News Corp.: Conan’s Not Coming to Fox Just Yet; Amazon’s Ready to Bend on E-Book Pricing
- News Corp. CEO Rupert Murdoch tried to lower expectations that his Fox broadcast network would hire Conan O’Brien.
- Murdoch hinted that his book publishing unit is in line to get a new deal on e-books from Amazon, just as Macmillan has demanded (as will other publishers).
On the second point, here’s my on-the-fly transcription and paraphrasing of Murdoch’s comments about Amazon (AMZN), Apple (AAPL) and e-book pricing. It’s one of the most candid descriptions you’ll hear from a top executive about Big Media’s reluctance to embrace digital distribution at the expense of its existing system and revenue:
“We don’t like the Amazon model of $9.99….We think it really devalues books and hurts all the retailers of hardcover books. We’re not against electronic books; on the contrary, we like them very much” because they cost us less to distribute, “but we want some room to maneuver.” The Apple deal…“does allow some flexibility and higher prices” though e-books will still be lower than print versions. And now Amazon is willing to sit down with us again and renegotiate.
UPDATE: Here’s a more complete transcript from Seeking Alpha:
We don’t like the Amazon model of selling everything at $9.99. They don’t pay us that. They pay us the full wholesale price of $14 or whatever we charge. We think it really devalues books and it hurts all the retailers of the hard cover books. We are not against [inaudible] books. On the contrary we like them very much indeed. It is low cost to us and so on. But we want some room to maneuver in it. Amazon, sorry Apple in its agreement with us which has not been disclosed in detail does allow for a variety of slightly higher prices.
There will be prices very much less than the printed copies of books but still will not be fixed in a way that Amazon has been doing it. It appears that Amazon is now ready to sit down with us again and renegotiate pricing.

**Problem 1**
Quote the stretch of the News Corp. e-book pricing text from "- Murdoch hinted" through "will other publishers).", copying it word for word.
**Problem 2**
Continue the News Corp. e-book pricing text from the point where it stops.

**Listed records**
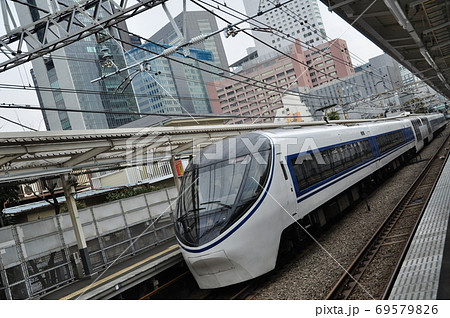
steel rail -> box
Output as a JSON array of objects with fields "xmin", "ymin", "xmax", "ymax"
[{"xmin": 326, "ymin": 125, "xmax": 450, "ymax": 299}]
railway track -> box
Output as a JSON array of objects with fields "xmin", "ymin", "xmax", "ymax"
[{"xmin": 326, "ymin": 130, "xmax": 449, "ymax": 299}]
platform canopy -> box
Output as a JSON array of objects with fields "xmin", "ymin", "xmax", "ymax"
[
  {"xmin": 322, "ymin": 0, "xmax": 450, "ymax": 98},
  {"xmin": 0, "ymin": 122, "xmax": 324, "ymax": 183}
]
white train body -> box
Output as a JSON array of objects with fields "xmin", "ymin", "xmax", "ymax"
[{"xmin": 175, "ymin": 115, "xmax": 445, "ymax": 288}]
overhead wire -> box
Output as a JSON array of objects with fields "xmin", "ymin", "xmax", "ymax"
[
  {"xmin": 262, "ymin": 0, "xmax": 400, "ymax": 85},
  {"xmin": 0, "ymin": 115, "xmax": 38, "ymax": 131},
  {"xmin": 191, "ymin": 0, "xmax": 382, "ymax": 88},
  {"xmin": 0, "ymin": 103, "xmax": 384, "ymax": 120}
]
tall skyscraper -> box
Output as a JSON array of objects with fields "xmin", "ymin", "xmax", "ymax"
[
  {"xmin": 208, "ymin": 39, "xmax": 354, "ymax": 124},
  {"xmin": 125, "ymin": 42, "xmax": 214, "ymax": 114},
  {"xmin": 16, "ymin": 0, "xmax": 139, "ymax": 130},
  {"xmin": 150, "ymin": 11, "xmax": 228, "ymax": 114},
  {"xmin": 244, "ymin": 0, "xmax": 326, "ymax": 57}
]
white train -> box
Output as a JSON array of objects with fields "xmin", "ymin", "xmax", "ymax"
[{"xmin": 175, "ymin": 114, "xmax": 445, "ymax": 288}]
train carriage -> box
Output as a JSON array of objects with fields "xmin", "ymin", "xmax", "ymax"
[{"xmin": 175, "ymin": 115, "xmax": 445, "ymax": 288}]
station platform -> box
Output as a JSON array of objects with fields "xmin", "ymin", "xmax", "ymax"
[
  {"xmin": 39, "ymin": 239, "xmax": 183, "ymax": 300},
  {"xmin": 388, "ymin": 157, "xmax": 450, "ymax": 300}
]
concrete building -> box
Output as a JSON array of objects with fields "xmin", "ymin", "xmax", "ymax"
[
  {"xmin": 208, "ymin": 40, "xmax": 354, "ymax": 123},
  {"xmin": 304, "ymin": 54, "xmax": 403, "ymax": 118},
  {"xmin": 150, "ymin": 11, "xmax": 228, "ymax": 82},
  {"xmin": 244, "ymin": 0, "xmax": 326, "ymax": 56},
  {"xmin": 305, "ymin": 39, "xmax": 355, "ymax": 87},
  {"xmin": 16, "ymin": 0, "xmax": 139, "ymax": 130}
]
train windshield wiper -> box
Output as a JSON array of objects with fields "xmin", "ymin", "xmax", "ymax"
[{"xmin": 200, "ymin": 201, "xmax": 232, "ymax": 209}]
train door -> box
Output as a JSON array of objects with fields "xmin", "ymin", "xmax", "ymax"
[
  {"xmin": 421, "ymin": 117, "xmax": 433, "ymax": 142},
  {"xmin": 411, "ymin": 118, "xmax": 424, "ymax": 152},
  {"xmin": 277, "ymin": 156, "xmax": 300, "ymax": 220}
]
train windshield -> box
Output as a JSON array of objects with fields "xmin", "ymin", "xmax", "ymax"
[{"xmin": 175, "ymin": 133, "xmax": 271, "ymax": 246}]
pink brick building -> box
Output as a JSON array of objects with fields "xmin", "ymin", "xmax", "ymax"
[{"xmin": 207, "ymin": 40, "xmax": 354, "ymax": 124}]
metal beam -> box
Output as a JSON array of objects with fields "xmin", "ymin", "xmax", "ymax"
[
  {"xmin": 0, "ymin": 0, "xmax": 167, "ymax": 72},
  {"xmin": 328, "ymin": 0, "xmax": 357, "ymax": 12},
  {"xmin": 62, "ymin": 146, "xmax": 112, "ymax": 167},
  {"xmin": 61, "ymin": 174, "xmax": 93, "ymax": 276}
]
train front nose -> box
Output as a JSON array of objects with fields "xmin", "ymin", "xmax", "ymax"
[{"xmin": 175, "ymin": 133, "xmax": 272, "ymax": 247}]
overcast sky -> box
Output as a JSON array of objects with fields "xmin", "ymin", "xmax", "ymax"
[{"xmin": 0, "ymin": 0, "xmax": 382, "ymax": 132}]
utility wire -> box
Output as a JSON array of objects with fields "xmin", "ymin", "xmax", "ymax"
[
  {"xmin": 0, "ymin": 103, "xmax": 380, "ymax": 120},
  {"xmin": 0, "ymin": 115, "xmax": 38, "ymax": 131},
  {"xmin": 191, "ymin": 0, "xmax": 378, "ymax": 88},
  {"xmin": 114, "ymin": 26, "xmax": 347, "ymax": 99}
]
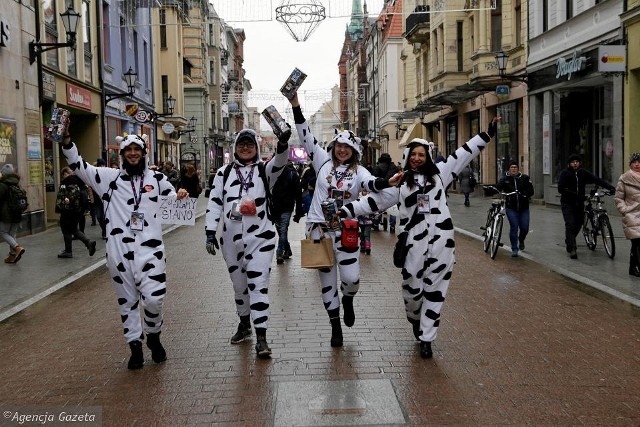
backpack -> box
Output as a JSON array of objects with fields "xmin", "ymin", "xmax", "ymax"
[
  {"xmin": 56, "ymin": 184, "xmax": 83, "ymax": 213},
  {"xmin": 222, "ymin": 162, "xmax": 277, "ymax": 224},
  {"xmin": 7, "ymin": 184, "xmax": 29, "ymax": 221}
]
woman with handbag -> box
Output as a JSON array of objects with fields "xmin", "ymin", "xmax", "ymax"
[
  {"xmin": 289, "ymin": 94, "xmax": 389, "ymax": 347},
  {"xmin": 340, "ymin": 117, "xmax": 500, "ymax": 359}
]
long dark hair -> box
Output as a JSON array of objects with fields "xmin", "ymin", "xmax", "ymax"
[{"xmin": 400, "ymin": 142, "xmax": 440, "ymax": 189}]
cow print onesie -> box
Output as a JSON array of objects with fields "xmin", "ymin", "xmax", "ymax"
[{"xmin": 62, "ymin": 135, "xmax": 176, "ymax": 343}]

**Task answer 1**
- Murdoch hinted that his book publishing unit is in line to get a new deal on e-books from Amazon, just as Macmillan has demanded (as will other publishers).

**Task answer 2**
Again, it’s impossible to stress how scarring the music labels’ experience has been for Big Media. And they’re determined not to repeat the experience. Their takeaway, though, seems to be that they can stave off digital distribution by keeping prices high and inventory relatively scarce. Hard to believe consumers are going to go for that.
A first glimpse at News Corp.’s fourth-quarter earnings (which, due to the company’s weird fiscal calendar, is technically the company’s Q2 for 2010): Pretty good. And much better than a year ago (thankfully). After factoring out one-time charges, the company posted earnings of 25 cents on revenue of $8.7 billion.
The Street was looking for earnings of 20 cents on revenue of $8.23 billion, and analysts were also hoping the company would boost its earnings forecast, due in part to a bump from the ginormous success of “Avatar.” No word on guidance in the earnings release, though.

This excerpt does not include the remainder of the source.